DESCRIPTION OF THE TASK> Copy the data below verbatim, starting at the line that contains "Flashcard review: The rear" and ending after the line that contains "[0, 0, 640, 122]".

SUPPLIED INFORMATION>
________________________________________
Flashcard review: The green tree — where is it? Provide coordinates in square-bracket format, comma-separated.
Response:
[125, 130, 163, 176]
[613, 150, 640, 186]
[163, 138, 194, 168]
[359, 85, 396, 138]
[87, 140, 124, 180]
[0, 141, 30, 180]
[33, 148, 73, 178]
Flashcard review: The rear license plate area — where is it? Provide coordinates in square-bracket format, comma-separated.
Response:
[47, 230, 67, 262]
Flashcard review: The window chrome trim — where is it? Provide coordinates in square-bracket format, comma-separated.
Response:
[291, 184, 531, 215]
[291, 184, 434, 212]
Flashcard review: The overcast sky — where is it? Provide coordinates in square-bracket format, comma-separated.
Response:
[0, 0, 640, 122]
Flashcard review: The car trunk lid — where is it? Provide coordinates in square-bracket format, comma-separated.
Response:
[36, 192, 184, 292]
________________________________________
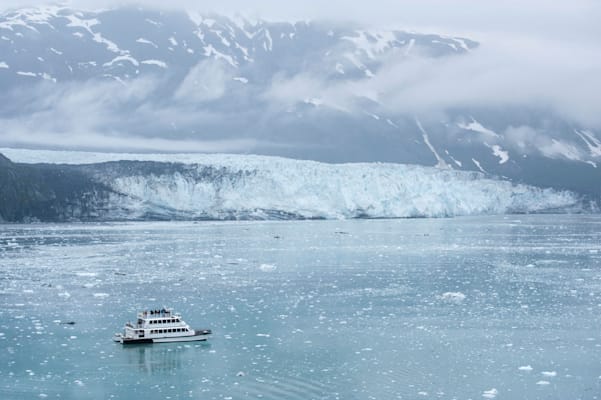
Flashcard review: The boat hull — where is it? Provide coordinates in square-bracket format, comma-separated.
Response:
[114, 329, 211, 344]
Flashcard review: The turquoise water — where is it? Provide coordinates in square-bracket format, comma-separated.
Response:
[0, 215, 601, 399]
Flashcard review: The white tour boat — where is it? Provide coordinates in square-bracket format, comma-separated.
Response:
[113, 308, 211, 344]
________________________________________
THE COMPLETED TASK>
Flashcard review: The rear license plate area — where is it? Provide coordinates in square-bracket format, comma-separated.
Response:
[47, 230, 67, 262]
Flashcard review: The window chrome trim — where is it? Provide coordinates in square-bracket format, comma-separated.
Response:
[291, 184, 531, 215]
[291, 184, 434, 212]
Flashcard review: The overcast sky — where is it? Provide coordinates in square-bracket format, comma-separated.
Response:
[0, 0, 640, 122]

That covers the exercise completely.